• What the exercise asks: Starting at the beginning of the data and ending at the line containing "[291,343,321,401]", rewrite every line and scale each bounding box coordinate by 0.55, rounding to whole numbers with halves going up.

[Records from a data collection]
= = = = =
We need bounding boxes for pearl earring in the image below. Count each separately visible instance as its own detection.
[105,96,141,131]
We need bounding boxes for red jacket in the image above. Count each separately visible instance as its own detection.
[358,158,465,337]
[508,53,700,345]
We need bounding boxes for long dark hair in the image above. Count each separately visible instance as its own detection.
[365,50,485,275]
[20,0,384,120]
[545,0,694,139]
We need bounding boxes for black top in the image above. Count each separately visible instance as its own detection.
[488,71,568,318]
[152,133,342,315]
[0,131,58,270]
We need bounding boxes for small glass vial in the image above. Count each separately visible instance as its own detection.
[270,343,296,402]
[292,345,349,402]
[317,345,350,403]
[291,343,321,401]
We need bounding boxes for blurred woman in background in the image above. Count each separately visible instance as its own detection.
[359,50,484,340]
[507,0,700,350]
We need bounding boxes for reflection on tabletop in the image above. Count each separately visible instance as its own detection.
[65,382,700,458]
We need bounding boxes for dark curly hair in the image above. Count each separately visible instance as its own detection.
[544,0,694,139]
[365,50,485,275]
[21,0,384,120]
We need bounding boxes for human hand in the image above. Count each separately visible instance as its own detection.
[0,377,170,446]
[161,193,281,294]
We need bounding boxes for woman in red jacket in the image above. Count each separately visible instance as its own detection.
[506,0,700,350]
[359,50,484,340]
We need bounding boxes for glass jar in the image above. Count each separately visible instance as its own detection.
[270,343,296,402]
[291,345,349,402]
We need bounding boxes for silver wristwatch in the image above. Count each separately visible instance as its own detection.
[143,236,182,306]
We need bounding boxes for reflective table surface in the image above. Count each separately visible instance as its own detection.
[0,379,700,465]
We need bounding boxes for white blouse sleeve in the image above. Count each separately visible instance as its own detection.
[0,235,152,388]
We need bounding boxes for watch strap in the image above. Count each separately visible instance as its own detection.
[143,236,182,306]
= = = = =
• Solution to the problem:
We need bounding boxes for pearl earring in the image below. Count each separately visible instance as its own detection.
[58,53,78,72]
We need bounding boxes for red jacket in the image above. Count each separately visible instance as its own detection.
[197,87,256,185]
[279,29,385,190]
We need bounding boxes for long dark hair in the image above. Count each separately visible instance as its own detection.
[201,28,267,151]
[11,0,211,66]
[300,0,382,76]
We need bounding boxes for black top in the image above. Count each separately visible instance as its own detection.
[268,39,312,175]
[84,73,188,173]
[0,72,32,149]
We need bounding boxes for small glass vial in the image above. Count each separately visible instance as its own detection.
[149,189,163,221]
[161,190,192,221]
[174,190,193,222]
[160,189,177,221]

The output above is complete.